▸ **Direction**: Output the material below as a two-column CSV with the header request,answer and one row for each request. Put each request's text and its answer in a single quoted field, replacing line breaks with spaces.

── Dataset records

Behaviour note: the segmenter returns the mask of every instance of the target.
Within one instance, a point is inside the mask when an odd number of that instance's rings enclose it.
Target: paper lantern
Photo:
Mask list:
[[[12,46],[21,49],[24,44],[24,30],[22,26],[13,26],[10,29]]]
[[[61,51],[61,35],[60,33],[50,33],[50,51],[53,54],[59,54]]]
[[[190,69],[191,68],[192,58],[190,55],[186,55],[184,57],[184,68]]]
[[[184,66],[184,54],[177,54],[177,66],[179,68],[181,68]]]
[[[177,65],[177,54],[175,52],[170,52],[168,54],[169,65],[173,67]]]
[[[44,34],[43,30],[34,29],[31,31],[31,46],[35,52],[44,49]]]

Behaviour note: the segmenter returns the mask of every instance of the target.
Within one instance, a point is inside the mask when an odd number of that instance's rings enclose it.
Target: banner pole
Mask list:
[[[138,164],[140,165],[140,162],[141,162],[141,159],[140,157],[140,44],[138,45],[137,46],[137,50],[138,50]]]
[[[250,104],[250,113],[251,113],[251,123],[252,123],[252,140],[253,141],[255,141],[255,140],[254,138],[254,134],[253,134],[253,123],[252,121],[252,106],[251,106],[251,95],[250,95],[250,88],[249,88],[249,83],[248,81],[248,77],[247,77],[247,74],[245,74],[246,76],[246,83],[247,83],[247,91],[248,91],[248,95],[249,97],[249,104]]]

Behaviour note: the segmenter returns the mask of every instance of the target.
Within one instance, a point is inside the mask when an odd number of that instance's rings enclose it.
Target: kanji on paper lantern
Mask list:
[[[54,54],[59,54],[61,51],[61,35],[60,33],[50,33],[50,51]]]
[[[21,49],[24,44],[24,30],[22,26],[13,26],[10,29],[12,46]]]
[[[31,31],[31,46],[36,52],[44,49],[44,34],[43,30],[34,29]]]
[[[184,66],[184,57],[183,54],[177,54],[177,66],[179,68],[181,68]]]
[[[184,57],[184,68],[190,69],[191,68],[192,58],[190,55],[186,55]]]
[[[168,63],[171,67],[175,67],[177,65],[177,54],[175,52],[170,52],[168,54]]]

────

▸ **Answer for this exercise**:
request,answer
"Behaviour note: the segmenter returns the mask of every instance of the target. Within one instance, a point is inside the mask when an odd number of that instance's rings enclose it. Target: paper lantern Photo: Mask list:","[[[12,46],[21,49],[24,44],[24,30],[22,26],[13,26],[10,29]]] [[[61,51],[61,35],[60,33],[50,33],[50,51],[53,54],[59,54]]] [[[190,69],[191,68],[192,58],[190,55],[186,55],[184,57],[184,68]]] [[[184,66],[184,54],[177,54],[177,66],[179,68],[181,68]]] [[[177,65],[177,54],[175,52],[170,52],[168,54],[169,65],[173,67]]] [[[44,34],[43,30],[34,29],[31,31],[31,46],[35,52],[44,49]]]"
"Behaviour note: the segmenter returns the mask of every instance of the target. Within one instance, a point is inside the mask when an odd number of that instance's rings enclose it. Target: banner pole Mask list:","[[[138,164],[140,165],[140,162],[141,162],[141,159],[140,157],[140,44],[138,45],[137,46],[137,50],[138,50]]] [[[250,104],[250,113],[251,113],[251,123],[252,123],[252,140],[253,141],[255,141],[255,140],[254,138],[254,134],[253,134],[253,123],[252,121],[252,106],[251,106],[251,95],[250,95],[250,88],[249,88],[249,83],[248,81],[248,77],[247,77],[247,74],[245,74],[246,76],[246,83],[247,83],[247,91],[248,91],[248,95],[249,97],[249,104]]]"
"Behaviour note: the segmenter returns the mask of every instance of the target. Within one instance, a point is inside the mask when an odd number of that instance's rings enclose it. Target: kanji on paper lantern Mask list:","[[[54,54],[59,54],[61,51],[61,35],[60,33],[50,33],[50,51]]] [[[21,49],[24,44],[24,30],[22,26],[13,26],[10,29],[12,46]]] [[[31,31],[31,46],[36,52],[44,49],[44,34],[43,30],[34,29]]] [[[184,66],[184,57],[183,54],[177,54],[177,66],[179,68],[181,68]]] [[[184,57],[184,68],[190,69],[191,68],[192,58],[190,55],[186,55]]] [[[168,63],[171,67],[175,67],[177,65],[177,54],[175,52],[170,52],[168,54]]]"